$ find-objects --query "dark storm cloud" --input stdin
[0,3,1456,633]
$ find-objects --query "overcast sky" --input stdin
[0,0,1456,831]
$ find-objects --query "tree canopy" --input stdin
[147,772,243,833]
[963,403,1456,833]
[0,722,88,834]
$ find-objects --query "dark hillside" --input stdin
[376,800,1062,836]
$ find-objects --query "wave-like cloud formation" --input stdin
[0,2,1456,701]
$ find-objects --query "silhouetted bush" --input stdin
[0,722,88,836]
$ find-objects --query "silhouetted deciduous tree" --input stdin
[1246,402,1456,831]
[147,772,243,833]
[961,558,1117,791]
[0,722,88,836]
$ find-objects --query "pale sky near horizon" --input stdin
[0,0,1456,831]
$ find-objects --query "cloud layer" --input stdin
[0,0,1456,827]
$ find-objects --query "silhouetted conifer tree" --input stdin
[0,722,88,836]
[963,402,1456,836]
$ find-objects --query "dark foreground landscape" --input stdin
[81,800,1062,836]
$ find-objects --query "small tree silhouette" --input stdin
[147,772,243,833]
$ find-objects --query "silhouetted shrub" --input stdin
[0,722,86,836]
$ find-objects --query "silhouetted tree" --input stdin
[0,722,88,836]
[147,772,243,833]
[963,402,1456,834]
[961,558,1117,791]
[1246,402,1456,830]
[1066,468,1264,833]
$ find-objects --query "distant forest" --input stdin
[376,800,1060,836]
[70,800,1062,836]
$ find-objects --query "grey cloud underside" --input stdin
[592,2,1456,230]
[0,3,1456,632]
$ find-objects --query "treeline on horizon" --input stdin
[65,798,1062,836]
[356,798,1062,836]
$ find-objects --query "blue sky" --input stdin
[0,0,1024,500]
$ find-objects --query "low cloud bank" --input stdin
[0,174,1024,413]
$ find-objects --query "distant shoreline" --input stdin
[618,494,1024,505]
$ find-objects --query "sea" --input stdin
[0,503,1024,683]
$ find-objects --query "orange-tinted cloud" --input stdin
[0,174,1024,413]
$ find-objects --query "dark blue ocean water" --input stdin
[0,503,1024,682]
:::::
- Exercise instructions -
Count the lines of the data above that contain the string "blue". Reply with the number alone.

- Reply to the exercise -
2